→ **Selected extract**
— Start —
Chamisa Goodwin is a young apprentice rider currently riding at Phila Park and Penn National. I recently got her on the phone and here is what she said to my questions I posed to her.
FOTH: Where were you born and where did you grow up?
CG: I was born in Bagle, MN and I grew up about a half hour away in Bemidji, MN until I was 18 when I moved out East.
FOTH: Do you have any brothers or sisters and what do you parents think about
you being a jockey?
CG: I have one brother and one sister and my parents aren't real thrilled with me being a jockey, but they are being supportive. I think their worries are starting to ease a little bit the longer I stick with it.
FOTH: What sort of girl were you growing up?
CG: I guess I was your play around kid. I grew up on the farm so I also rode horses. I went to school, did stuff with friends, sports and traveled with my dad to the racetrack in the summertime.
FOTH: Did you know at a young age you wanted to be a jockey or was that something
that was the farthest thing from your mind at the time?
CG: I didn't even think about being a jockey until the past couple years of galloping. When we were growing up my brother was the one who was going to be the jockey, but I guess if you hang around the racetrack long enough and your light, it's inevitable that you might try to ride races.
FOTH: When was the 1st time you actually saw a horse race? Was it on TV or
actually at a racetrack you were at?
CG: I can't really remember the 1st time I saw a horse race, I grew up around it, so it was probably live and it was probably at the track my parents took me to.
FOTH: What event or events actually led to you becoming a jockey and how long
did you exercise horses before you became a jockey?
— End —
[Dataset entries]
— Start —
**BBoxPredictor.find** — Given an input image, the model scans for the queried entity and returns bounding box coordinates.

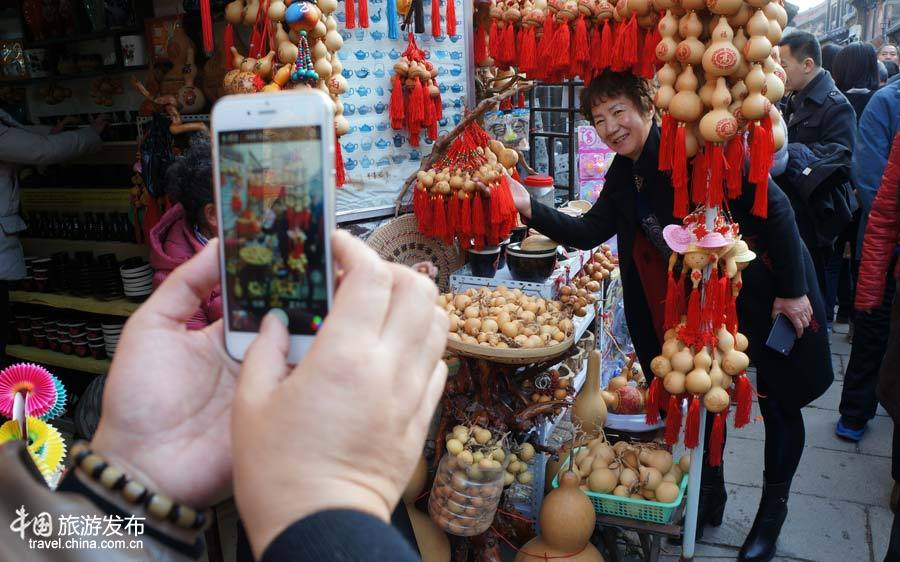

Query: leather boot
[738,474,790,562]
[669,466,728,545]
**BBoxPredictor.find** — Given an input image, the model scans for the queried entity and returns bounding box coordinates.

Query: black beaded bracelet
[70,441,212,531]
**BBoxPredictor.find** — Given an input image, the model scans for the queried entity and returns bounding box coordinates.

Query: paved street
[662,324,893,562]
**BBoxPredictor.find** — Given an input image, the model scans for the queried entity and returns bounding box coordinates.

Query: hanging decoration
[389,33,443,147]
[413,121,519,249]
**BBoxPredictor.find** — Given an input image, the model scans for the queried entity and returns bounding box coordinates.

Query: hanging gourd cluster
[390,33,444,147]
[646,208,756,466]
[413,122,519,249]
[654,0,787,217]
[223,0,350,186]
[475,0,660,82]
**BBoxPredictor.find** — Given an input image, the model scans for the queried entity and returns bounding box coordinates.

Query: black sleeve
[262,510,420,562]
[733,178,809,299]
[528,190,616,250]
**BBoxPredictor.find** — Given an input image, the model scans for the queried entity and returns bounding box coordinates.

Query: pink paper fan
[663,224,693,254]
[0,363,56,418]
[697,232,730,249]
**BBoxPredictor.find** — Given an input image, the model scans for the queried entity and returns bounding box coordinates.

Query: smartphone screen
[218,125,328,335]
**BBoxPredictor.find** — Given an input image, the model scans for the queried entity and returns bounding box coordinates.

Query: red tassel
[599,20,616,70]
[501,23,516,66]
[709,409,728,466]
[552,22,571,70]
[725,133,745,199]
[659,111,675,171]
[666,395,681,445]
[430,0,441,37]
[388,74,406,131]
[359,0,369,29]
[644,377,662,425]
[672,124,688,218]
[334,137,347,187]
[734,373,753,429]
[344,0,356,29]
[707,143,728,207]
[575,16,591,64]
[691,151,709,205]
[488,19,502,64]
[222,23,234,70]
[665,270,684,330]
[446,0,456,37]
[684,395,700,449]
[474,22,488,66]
— End —
→ **Exercise instructions**
1. Answer these questions about the interview with Chamisa Goodwin:
(a) At which two tracks is she currently riding?
(b) In which town did she grow up?
(c) Which family member was expected to become the jockey when they were growing up?
2. Rewrite the interview, starting with "Chamisa Goodwin is" and going on through "stick with it.", and switch "supportive" to "encouraging".
3. Pick up the interview with Chamisa Goodwin after its last question and keep writing it.
These rows were taken from a separate source.

→ **Final answers**
1.
(a) Phila Park and Penn National
(b) Bemidji, MN
(c) Her brother

2.
Chamisa Goodwin is a young apprentice rider currently riding at Phila Park and Penn National. I recently got her on the phone and here is what she said to my questions I posed to her.
FOTH: Where were you born and where did you grow up?
CG: I was born in Bagle, MN and I grew up about a half hour away in Bemidji, MN until I was 18 when I moved out East.
FOTH: Do you have any brothers or sisters and what do you parents think about
you being a jockey?
CG: I have one brother and one sister and my parents aren't real thrilled with me being a jockey, but they are being encouraging. I think their worries are starting to ease a little bit the longer I stick with it.

3.
CG: Like I said, I grew up around the racetrack and my dad trained and my brother rides so I had been around the racetrack a long time. I exercised horses for a steady 4 years before I became a jockey. I wanted to get a lot of experience before I started it. I really didn't even think I was gonna ride so I took my time exercising horses before I started.
FOTH: Tell me a bit about your 1st race. Where was it at where did you finish?
Were you nervous at all in the jock's room or in the paddock?
CG: I rode my 1st race at Canturbury Park in Minn, MN in August of 2007. The horse didn't finish anywhere actually it finished last and we were way out of it, so it was good for a 1st race. I wasn't that nervous in the jock's room or going out to the paddock. My brother was in the room with me so he helped me out a lot, told me things to watch out for and how the race was gonna play out as he was in the same race too. I got really nervous when I saw my whole family standing by the paddock as I came out of the jock's room and that is when the butterfly's starting coming, but once I got up on the horse and onto the track it went away a little bit and we broke and the horse took himself back so we were way out of the race the whole time. I got tired and I had not learned how to use my legs yet and the race was a mile, so I got extremely tired, but I got it out of the way.
FOTH: What was it like putting on your jockey silks/colors for the 1st time
and were there any other female riders in the room when you raced that day?
CG: The 1st time I put the silks on I felt like I was putting on a Halloween costume or something, you see it so much and I never imagined I'd actually do it. There was one other female rider in the room and she helped me out and showed me what to do, where to go, and what time to do everything so it wasn't that difficult, it was pretty easy.
FOTH: Tell me about your 1st win. What track was it at and did you win by a
little or a lot? What was it like jogging the horse back to the winner's circle
and getting your picture taken?
CG: I won my 1st race at Penn National on Sept 14th, 2007 I believe. The horse closed and it was in the slop and we came up the rail and split horses, she was a game little filly, she liked being inside and through traffic and stuff. We won by like a 1/2 length. As far as jogging the horse back, it was very exciting, like nothing else I have ever experienced before and I almost started crying and I am not a very emotional type of person, but it was pretty cool, an amazing feeling.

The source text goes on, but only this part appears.